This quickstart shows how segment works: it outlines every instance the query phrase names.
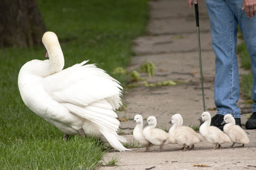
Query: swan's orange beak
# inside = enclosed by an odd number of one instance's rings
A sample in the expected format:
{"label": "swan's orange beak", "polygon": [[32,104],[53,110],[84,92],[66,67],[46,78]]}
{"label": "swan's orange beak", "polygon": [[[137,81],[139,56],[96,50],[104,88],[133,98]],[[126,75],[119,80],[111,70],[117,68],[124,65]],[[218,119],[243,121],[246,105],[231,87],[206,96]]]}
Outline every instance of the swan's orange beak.
{"label": "swan's orange beak", "polygon": [[45,50],[45,53],[44,54],[44,57],[45,57],[45,58],[49,58],[47,50]]}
·····
_Problem to solve_
Reproduce the lines above verbatim, omitting the picture.

_Solution_
This quickstart shows how segment works: it outlines every instance the query phrase names.
Query: swan's orange beak
# inside = enclosed by an odd number of one instance's rings
A sample in the expected format:
{"label": "swan's orange beak", "polygon": [[32,104],[53,110],[84,92],[66,67],[46,78]]}
{"label": "swan's orange beak", "polygon": [[[137,81],[139,56],[96,50],[104,88],[133,98]],[[126,75],[119,80],[111,70],[117,68],[124,65]],[[218,119],[243,121],[246,105],[231,87],[206,96]]]}
Outline every instance of the swan's orange beak.
{"label": "swan's orange beak", "polygon": [[45,50],[45,53],[44,54],[44,57],[45,57],[45,58],[49,58],[47,50]]}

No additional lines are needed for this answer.